"""Dataset for CIFAR-10/100."""

from __future__ import annotations

import logging
from typing import Any, Callable

import numpy as np
import torch
import torch.utils.data
import torchvision.datasets
from PIL import Image
from torch.utils.data import DataLoader, Dataset, Sampler
from torchvision import transforms

from src.dataloader.cutmix import CutMix
from src.utils.eval_sampler import DistributedEvalSampler

logger = logging.getLogger(__name__)


class CIFAR10DatasetwithIndex(torchvision.datasets.CIFAR10):
    """CIFAR10 dataset that also returns sample indices."""

    def __getitem__(self, index: int) -> tuple[Any, Any, Any]:
        """Get item from dataset with index."""
        img, target = self.data[index], self.targets[index]

        # doing this so that it is consistent with all other datasets
        # to return a PIL Image
        img = Image.fromarray(img)

        if self.transform is not None:
            img = self.transform(img)

        if self.target_transform is not None:
            target = self.target_transform(target)

        return img, target, index


class CIFAR100DatasetwithIndex(torchvision.datasets.CIFAR100):
    """CIFAR10 dataset that also returns sample indices."""

    def __getitem__(self, index: int) -> tuple[Any, Any, Any]:
        """Get item from dataset with index."""
        img, target = self.data[index], self.targets[index]

        # doing this so that it is consistent with all other datasets
        # to return a PIL Image
        img = Image.fromarray(img)

        if self.transform is not None:
            img = self.transform(img)

        if self.target_transform is not None:
            target = self.target_transform(target)

        return img, target, index


class CIFARDataset:
    """Wrapper around PyTorch CIFAR-10/100 datasets."""

    # Normalize param is used as part of model, not preprocessing
    normalize_params: dict[str, tuple[float, float, float]] = {
        "mean": [0.485, 0.456, 0.406],
        "std": [0.229, 0.224, 0.225],
    }
    input_dim: tuple[int, int, int] = (3, 32, 32)
    available_augments: tuple[str] = (
        "default",
        "pad_crop",
        "randaug",
        "cutmix",
        "noaug",
    )

    def __init__(
        self,
        dataset: str = "cifar10",
        root_dir: str = "~/data/",
        num_workers: int = 4,
        batch_size: int = 128,
        distributed: bool = True,
        val_ratio: float = 0.1,
        shuffle: bool = True,
        seed: int = 0,
        augments: list[str] | None = None,
        **kwargs,
    ) -> None:
        """Load CIFAR-10/CIFAR-100 dataset.

        Args:
            dataset: Dataset to load. Defaults to "cifar10".
            root_dir: Path to root directory.
            num_workers: Number of workers for data loader. Defaults to 4.
            batch_size: Batch size. Defaults to 128.
            distributed: Whether to use distributed sampler. Defaults to True.
            val_ratio: Ratio of validation set to training set. Defaults to 0.1.
            shuffle: Whether to shuffle the dataset. Defaults to True.
            seed: Random seed. Defaults to 0.
            augments: List of data augments to apply to train set.
                Defaults to ["default"].
            **kwargs: Additional arguments to pass to dataset.

********************

__What is expected__. Reproduce everything in the CIFAR dataset code from "seed: Random seed." down to "pass to dataset.", swapping "train set" for "training split". Use only the CIFAR dataset code to complete the tasks.

__Supplied data__.
********************

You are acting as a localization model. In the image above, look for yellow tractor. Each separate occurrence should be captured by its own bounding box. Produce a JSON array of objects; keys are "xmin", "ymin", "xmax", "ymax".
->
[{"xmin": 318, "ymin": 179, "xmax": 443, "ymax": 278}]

********************

__Completed exercise__.
seed: Random seed. Defaults to 0.
            augments: List of data augments to apply to training split.
                Defaults to ["default"].
            **kwargs: Additional arguments to pass to dataset.